== Exercise instructions ==
Restate the data below word for word, keeping each line intact.

--- The data Enclosed Below ---

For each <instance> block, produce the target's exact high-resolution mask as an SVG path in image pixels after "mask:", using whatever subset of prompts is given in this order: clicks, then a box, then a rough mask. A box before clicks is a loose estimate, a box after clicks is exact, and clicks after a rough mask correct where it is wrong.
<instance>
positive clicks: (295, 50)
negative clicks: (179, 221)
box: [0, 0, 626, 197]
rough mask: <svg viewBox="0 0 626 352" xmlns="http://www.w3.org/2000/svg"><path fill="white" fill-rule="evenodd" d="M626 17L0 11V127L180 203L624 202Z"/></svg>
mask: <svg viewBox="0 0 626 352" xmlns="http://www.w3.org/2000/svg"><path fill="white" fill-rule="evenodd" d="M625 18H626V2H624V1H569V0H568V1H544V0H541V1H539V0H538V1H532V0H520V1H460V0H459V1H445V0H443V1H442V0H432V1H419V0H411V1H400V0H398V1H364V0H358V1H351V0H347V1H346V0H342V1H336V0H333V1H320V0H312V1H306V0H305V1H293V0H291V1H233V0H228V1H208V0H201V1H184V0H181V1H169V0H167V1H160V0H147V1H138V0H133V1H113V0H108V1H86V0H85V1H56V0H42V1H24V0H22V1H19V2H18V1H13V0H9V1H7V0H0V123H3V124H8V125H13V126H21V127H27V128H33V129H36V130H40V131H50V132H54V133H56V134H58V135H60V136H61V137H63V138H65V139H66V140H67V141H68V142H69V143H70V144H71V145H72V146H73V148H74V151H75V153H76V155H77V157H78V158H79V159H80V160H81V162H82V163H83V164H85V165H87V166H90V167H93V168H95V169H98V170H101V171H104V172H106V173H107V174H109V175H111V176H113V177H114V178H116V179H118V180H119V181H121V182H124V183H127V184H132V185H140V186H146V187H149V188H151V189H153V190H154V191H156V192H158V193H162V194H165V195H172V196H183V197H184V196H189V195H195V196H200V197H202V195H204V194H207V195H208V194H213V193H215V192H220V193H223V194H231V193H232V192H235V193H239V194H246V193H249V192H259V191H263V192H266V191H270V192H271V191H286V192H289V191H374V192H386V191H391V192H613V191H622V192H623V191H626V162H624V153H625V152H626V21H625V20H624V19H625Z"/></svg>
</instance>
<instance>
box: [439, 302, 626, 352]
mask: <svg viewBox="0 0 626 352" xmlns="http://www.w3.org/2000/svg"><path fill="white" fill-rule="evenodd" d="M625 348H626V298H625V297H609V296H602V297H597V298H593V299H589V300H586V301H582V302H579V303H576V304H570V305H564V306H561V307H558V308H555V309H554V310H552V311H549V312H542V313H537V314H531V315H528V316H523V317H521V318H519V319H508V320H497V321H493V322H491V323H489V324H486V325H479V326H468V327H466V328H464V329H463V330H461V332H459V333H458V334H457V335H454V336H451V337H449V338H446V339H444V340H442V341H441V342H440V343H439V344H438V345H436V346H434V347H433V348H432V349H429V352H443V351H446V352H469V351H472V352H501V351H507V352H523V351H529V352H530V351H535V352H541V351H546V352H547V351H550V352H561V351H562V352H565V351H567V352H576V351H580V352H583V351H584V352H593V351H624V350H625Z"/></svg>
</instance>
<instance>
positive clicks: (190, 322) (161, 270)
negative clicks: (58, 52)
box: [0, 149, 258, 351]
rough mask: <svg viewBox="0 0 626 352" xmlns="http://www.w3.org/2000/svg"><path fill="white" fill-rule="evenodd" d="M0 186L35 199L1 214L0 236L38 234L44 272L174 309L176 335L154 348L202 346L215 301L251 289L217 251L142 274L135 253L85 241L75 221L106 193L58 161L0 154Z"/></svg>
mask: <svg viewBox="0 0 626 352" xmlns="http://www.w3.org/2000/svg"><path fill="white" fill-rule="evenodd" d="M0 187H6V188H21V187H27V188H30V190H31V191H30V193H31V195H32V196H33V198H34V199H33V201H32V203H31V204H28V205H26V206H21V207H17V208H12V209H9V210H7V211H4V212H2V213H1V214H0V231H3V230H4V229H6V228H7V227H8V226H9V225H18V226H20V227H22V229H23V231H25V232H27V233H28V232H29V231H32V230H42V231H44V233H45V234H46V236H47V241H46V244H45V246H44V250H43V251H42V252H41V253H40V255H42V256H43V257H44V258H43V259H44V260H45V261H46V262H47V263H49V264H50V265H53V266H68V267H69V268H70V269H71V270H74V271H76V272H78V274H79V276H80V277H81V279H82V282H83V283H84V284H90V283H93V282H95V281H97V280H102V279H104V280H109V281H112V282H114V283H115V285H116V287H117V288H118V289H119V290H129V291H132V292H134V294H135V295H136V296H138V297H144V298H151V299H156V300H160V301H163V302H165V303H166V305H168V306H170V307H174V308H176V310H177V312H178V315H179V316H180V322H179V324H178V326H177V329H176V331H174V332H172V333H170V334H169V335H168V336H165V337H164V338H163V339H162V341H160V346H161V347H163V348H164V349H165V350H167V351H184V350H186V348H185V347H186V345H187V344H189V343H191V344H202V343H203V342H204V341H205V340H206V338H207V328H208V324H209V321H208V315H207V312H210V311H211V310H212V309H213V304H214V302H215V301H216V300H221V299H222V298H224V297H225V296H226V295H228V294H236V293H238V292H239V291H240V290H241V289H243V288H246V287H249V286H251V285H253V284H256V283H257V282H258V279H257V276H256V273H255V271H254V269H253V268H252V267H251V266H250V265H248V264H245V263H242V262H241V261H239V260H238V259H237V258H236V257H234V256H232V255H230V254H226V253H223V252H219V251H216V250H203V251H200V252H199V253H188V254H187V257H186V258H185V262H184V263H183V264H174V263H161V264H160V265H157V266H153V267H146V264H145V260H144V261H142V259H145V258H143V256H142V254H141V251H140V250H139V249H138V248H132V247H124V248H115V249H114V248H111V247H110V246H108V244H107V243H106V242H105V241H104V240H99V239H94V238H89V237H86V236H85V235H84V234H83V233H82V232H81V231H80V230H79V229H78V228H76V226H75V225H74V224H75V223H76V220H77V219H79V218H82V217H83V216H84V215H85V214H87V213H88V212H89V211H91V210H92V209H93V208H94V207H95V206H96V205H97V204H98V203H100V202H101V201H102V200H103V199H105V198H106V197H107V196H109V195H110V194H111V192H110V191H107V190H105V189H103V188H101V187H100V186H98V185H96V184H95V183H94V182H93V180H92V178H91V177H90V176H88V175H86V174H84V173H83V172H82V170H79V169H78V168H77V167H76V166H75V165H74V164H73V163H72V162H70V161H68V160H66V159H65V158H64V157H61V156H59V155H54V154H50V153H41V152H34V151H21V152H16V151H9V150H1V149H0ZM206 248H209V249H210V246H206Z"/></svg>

--- End of Enclosed The data ---

== Your response ==
For each <instance> block, produce the target's exact high-resolution mask as an SVG path in image pixels after "mask:", using whatever subset of prompts is given in this order: clicks, then a box, then a rough mask. A box before clicks is a loose estimate, a box after clicks is exact, and clicks after a rough mask correct where it is wrong.
<instance>
positive clicks: (295, 50)
negative clicks: (179, 221)
box: [0, 0, 626, 197]
rough mask: <svg viewBox="0 0 626 352" xmlns="http://www.w3.org/2000/svg"><path fill="white" fill-rule="evenodd" d="M626 17L0 11V127L180 203L624 202Z"/></svg>
mask: <svg viewBox="0 0 626 352" xmlns="http://www.w3.org/2000/svg"><path fill="white" fill-rule="evenodd" d="M625 18H626V2H624V1H569V0H568V1H544V0H541V1H539V0H538V1H532V0H520V1H460V0H459V1H445V0H443V1H442V0H432V1H419V0H411V1H400V0H398V1H364V0H358V1H351V0H347V1H346V0H342V1H336V0H333V1H320V0H312V1H306V0H305V1H293V0H291V1H233V0H228V1H208V0H201V1H184V0H181V1H169V0H167V1H160V0H147V1H138V0H133V1H113V0H108V1H86V0H85V1H56V0H42V1H24V0H22V1H19V2H18V1H13V0H9V1H7V0H0V123H3V124H8V125H13V126H21V127H27V128H33V129H36V130H40V131H50V132H54V133H56V134H58V135H60V136H61V137H63V138H65V139H66V140H67V141H68V142H69V143H70V144H71V145H72V146H73V148H74V151H75V153H76V155H77V157H78V158H79V159H80V160H81V162H82V163H83V164H85V165H87V166H90V167H93V168H95V169H98V170H101V171H104V172H106V173H107V174H109V175H111V176H113V177H114V178H116V179H118V180H119V181H121V182H124V183H127V184H132V185H140V186H146V187H149V188H151V189H153V190H154V191H156V192H158V193H162V194H165V195H172V196H183V197H184V196H189V195H195V196H200V197H202V195H204V194H207V195H208V194H213V193H215V192H220V193H223V194H231V193H232V192H235V193H239V194H246V193H249V192H259V191H263V192H266V191H270V192H271V191H286V192H289V191H374V192H386V191H391V192H613V191H622V192H623V191H626V162H624V153H625V152H626V21H625V20H624V19H625Z"/></svg>
</instance>
<instance>
box: [439, 302, 626, 352]
mask: <svg viewBox="0 0 626 352" xmlns="http://www.w3.org/2000/svg"><path fill="white" fill-rule="evenodd" d="M625 348H626V298H625V297H609V296H602V297H597V298H593V299H589V300H586V301H582V302H579V303H576V304H570V305H564V306H561V307H558V308H555V309H554V310H552V311H549V312H542V313H537V314H531V315H528V316H523V317H521V318H519V319H508V320H497V321H493V322H491V323H489V324H486V325H479V326H468V327H466V328H464V329H463V330H461V332H459V333H458V334H457V335H454V336H451V337H449V338H446V339H444V340H442V341H441V342H440V343H439V344H438V345H436V346H434V347H433V348H432V349H429V352H443V351H446V352H469V351H472V352H501V351H507V352H523V351H529V352H530V351H535V352H541V351H546V352H547V351H550V352H561V351H562V352H565V351H567V352H576V351H580V352H583V351H584V352H593V351H624V350H625Z"/></svg>
</instance>
<instance>
positive clicks: (190, 322) (161, 270)
negative clicks: (58, 52)
box: [0, 149, 258, 351]
rough mask: <svg viewBox="0 0 626 352" xmlns="http://www.w3.org/2000/svg"><path fill="white" fill-rule="evenodd" d="M0 186L35 199L1 214L0 236L38 234L44 272L174 309L176 335L154 348L202 346L215 301L251 289L217 251L142 274L135 253L85 241L75 221L106 193L58 161L0 154Z"/></svg>
mask: <svg viewBox="0 0 626 352" xmlns="http://www.w3.org/2000/svg"><path fill="white" fill-rule="evenodd" d="M0 187H6V188H21V187H27V188H30V190H31V191H30V193H31V195H32V196H33V198H34V199H33V201H32V203H31V204H28V205H26V206H21V207H17V208H12V209H9V210H7V211H4V212H2V213H1V214H0V231H3V230H4V229H6V228H7V227H8V226H9V225H18V226H20V227H22V229H23V231H25V232H27V233H28V232H29V231H32V230H42V231H44V233H45V234H46V236H47V241H46V244H45V246H44V250H43V251H42V252H41V253H40V255H42V256H43V257H44V258H43V259H44V260H45V261H46V262H47V263H49V264H50V265H53V266H68V267H69V268H70V269H71V270H74V271H76V272H78V274H79V276H80V277H81V279H82V282H83V283H84V284H90V283H93V282H95V281H97V280H102V279H104V280H109V281H112V282H114V283H115V285H116V287H117V288H118V289H119V290H129V291H132V292H134V294H135V295H136V296H138V297H144V298H151V299H156V300H160V301H163V302H165V303H166V305H168V306H170V307H174V308H176V310H177V312H178V315H179V316H180V322H179V324H178V326H177V329H176V331H174V332H172V333H170V334H169V335H168V336H165V337H164V338H163V339H162V341H160V346H161V347H163V348H164V349H165V350H167V351H184V350H186V348H185V347H186V345H187V344H189V343H191V344H202V343H203V342H204V341H205V340H206V338H207V328H208V324H209V321H208V315H207V312H210V311H211V310H212V309H213V304H214V302H215V301H216V300H221V299H222V298H224V297H225V296H226V295H228V294H236V293H238V292H239V291H240V290H241V289H243V288H246V287H249V286H251V285H253V284H256V283H257V282H258V279H257V276H256V273H255V271H254V269H253V268H252V267H251V266H250V265H248V264H245V263H242V262H241V261H239V260H238V259H237V258H236V257H234V256H232V255H230V254H226V253H223V252H219V251H216V250H203V251H200V252H199V253H188V254H187V257H186V258H185V262H184V263H183V264H174V263H161V264H160V265H157V266H153V267H146V264H145V260H144V261H142V259H145V258H143V256H142V254H141V251H140V250H139V249H138V248H132V247H124V248H115V249H114V248H111V247H110V246H108V244H107V243H106V242H105V241H104V240H99V239H94V238H89V237H86V236H85V235H84V234H83V233H82V232H81V231H80V230H79V229H78V228H76V226H75V225H74V224H75V223H76V220H77V219H79V218H82V217H83V216H84V215H85V214H87V213H88V212H89V211H91V210H92V209H93V208H94V207H95V206H96V205H97V204H98V203H100V202H101V201H102V200H103V199H105V198H106V197H107V196H109V195H110V194H111V192H110V191H107V190H105V189H103V188H101V187H100V186H98V185H96V184H95V183H94V182H93V180H92V178H91V177H90V176H88V175H86V174H84V173H83V172H82V170H79V169H78V168H77V167H76V166H75V165H74V164H73V163H72V162H70V161H68V160H66V159H65V158H64V157H61V156H59V155H54V154H50V153H41V152H34V151H21V152H16V151H9V150H1V149H0ZM206 248H209V249H210V246H206Z"/></svg>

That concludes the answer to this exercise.